---------- DOCUMENT SEGMENT
Apologies for the lack of posts lately. It’s been a crazy time for me in the last month or so: I had to move house due to our landlord selling our existing one (which had been dragged on since December last year), I soft-launched the interim APC website (fairly simple but a huge improvement over the old one; we are continuing to work on a site with a bigger feature-set), and was invited to go to Seattle for four days to attend Windows Hardware Engineering Conference 2006 — obviously a golden opportunity given Vista’s imminent release.
I just got back this morning. I was accompanied by ex-APC Editor (and now prolific freelancer) David Flynn and graciously hosted by Cathy Jamieson, Microsoft Australia’s recently appointed PR Manager. (Not the best pic of David there… I’ve evidently caught him mid-expression.)
I had a great time — both David and Cathy are good company. Cathy is one of the rare PRs who is a resolute non-bullshitter, and a cool person too.
I’ve written a couple of stories so far and more will be online in coming days (and in the next edition of APC, on sale in a couple of weeks.)
I had a private audience with Bill Gates — well, me and about 3,500 other people. As expected, he was politically correct, careful, well-prepared, and boring as batshit. Unfortunately nothing crashed while he was on-stage.
I had this delectable dish at Seattle airport while waiting for a flight to San Francisco on the way home (an old favourite of mine from the days that I used to go to TGI Friday’s in Melbourne). It’s about as bad as food can get: it’s mozeralla cheese, deep fried, with parmesan cheese on top.
--------------------
- [REQUIRED ACTION]:
Reproduce the blog post's text word for word from "I just got back" up to and including "cool person too.".
---------- EXTRACTED INFORMATION
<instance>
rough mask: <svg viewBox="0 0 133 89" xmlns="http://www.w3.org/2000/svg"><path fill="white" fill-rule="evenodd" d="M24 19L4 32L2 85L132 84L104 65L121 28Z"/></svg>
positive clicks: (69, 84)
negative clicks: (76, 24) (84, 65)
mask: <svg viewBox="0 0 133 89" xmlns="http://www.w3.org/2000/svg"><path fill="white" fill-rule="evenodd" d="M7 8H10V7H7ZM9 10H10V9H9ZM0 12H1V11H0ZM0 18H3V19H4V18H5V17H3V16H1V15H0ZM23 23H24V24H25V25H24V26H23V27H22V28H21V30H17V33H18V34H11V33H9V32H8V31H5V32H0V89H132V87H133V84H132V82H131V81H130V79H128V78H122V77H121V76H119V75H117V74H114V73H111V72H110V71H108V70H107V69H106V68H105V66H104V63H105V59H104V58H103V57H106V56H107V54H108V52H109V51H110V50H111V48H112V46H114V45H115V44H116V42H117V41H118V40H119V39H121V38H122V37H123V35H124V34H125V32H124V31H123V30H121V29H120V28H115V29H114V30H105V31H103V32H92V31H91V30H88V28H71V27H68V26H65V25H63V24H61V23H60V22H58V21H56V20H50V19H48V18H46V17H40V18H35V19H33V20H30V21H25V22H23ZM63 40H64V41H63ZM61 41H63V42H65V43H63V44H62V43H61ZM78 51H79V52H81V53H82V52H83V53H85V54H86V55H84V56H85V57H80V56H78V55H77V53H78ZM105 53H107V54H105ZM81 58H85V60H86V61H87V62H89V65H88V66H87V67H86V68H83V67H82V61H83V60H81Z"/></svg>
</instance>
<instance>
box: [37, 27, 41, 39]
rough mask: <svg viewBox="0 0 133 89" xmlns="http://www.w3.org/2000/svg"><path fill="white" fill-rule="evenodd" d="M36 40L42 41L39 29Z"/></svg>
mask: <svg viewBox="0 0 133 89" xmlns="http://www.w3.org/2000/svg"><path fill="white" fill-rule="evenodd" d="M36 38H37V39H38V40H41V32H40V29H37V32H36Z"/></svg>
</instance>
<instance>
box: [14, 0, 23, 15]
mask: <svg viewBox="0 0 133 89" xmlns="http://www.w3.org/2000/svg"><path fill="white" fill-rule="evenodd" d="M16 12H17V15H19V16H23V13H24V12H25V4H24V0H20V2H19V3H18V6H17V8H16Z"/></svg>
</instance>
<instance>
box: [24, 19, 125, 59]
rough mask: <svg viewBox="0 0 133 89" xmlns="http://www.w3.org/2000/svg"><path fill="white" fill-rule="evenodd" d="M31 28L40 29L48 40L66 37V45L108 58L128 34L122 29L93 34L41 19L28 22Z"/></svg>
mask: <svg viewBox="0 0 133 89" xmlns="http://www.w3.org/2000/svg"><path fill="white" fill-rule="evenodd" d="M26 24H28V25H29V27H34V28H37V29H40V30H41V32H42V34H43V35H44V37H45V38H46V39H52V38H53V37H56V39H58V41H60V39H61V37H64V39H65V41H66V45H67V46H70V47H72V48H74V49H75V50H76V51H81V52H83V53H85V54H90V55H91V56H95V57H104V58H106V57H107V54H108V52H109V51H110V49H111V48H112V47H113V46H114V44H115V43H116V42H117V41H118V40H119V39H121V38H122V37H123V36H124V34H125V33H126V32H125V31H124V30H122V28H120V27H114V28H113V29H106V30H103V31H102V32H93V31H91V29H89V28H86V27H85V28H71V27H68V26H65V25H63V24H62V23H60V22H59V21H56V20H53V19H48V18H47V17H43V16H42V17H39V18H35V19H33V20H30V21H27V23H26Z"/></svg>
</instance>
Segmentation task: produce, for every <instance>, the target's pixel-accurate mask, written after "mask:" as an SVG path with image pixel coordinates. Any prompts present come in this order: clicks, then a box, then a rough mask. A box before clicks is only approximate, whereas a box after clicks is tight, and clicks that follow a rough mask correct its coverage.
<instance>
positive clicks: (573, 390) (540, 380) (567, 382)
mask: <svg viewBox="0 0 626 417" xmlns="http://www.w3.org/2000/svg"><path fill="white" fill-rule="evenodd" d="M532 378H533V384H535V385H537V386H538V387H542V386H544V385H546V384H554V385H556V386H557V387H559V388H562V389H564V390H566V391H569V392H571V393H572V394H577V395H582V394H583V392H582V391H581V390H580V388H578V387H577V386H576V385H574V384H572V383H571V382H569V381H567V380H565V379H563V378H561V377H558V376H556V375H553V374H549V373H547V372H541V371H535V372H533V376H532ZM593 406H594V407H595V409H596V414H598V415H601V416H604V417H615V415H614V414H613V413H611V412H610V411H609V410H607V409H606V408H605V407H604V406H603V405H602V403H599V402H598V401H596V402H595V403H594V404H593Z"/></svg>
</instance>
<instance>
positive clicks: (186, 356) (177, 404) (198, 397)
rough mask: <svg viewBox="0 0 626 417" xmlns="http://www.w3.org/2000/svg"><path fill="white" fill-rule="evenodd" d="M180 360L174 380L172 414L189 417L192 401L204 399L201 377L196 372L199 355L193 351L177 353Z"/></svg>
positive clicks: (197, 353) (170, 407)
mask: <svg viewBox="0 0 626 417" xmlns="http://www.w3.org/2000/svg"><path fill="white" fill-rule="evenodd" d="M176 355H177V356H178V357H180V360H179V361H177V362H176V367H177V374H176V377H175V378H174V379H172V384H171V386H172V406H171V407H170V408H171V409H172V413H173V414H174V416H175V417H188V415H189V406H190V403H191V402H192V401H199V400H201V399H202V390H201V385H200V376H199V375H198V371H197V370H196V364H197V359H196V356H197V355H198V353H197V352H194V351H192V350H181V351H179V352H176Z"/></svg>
--------------------
---------- EXTRACTED INFORMATION
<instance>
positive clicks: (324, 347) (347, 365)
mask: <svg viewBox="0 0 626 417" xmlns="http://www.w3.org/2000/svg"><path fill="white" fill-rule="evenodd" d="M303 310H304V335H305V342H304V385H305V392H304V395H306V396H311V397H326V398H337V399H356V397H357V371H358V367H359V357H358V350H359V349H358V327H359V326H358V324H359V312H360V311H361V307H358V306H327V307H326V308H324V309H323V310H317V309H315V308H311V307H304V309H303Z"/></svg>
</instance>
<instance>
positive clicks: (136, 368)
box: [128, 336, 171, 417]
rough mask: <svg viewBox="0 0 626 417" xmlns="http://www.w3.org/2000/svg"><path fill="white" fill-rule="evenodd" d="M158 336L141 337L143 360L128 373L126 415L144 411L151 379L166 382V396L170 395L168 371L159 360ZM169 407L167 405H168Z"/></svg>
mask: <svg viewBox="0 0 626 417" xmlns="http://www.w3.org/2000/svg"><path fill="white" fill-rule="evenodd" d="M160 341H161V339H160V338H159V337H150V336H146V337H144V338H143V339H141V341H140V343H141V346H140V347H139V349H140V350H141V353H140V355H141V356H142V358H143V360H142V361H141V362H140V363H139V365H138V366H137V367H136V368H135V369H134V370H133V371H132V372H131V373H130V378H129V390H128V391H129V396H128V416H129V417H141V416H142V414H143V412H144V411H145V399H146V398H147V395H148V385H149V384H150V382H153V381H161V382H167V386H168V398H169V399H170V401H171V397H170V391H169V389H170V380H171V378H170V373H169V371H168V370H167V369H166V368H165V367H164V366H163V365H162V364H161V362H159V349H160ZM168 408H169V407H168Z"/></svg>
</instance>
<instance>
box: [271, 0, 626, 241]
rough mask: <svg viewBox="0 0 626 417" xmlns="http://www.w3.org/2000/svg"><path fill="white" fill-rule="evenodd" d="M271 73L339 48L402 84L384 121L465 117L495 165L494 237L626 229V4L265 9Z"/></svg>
--------------------
- [ANSWER BELOW]:
I just got back this morning. I was accompanied by ex-APC Editor (and now prolific freelancer) David Flynn and graciously hosted by Cathy Jamieson, Microsoft Australia’s recently appointed PR Manager. (Not the best pic of David there… I’ve evidently caught him mid-expression.)
I had a great time — both David and Cathy are good company. Cathy is one of the rare PRs who is a resolute non-bullshitter, and a cool person too.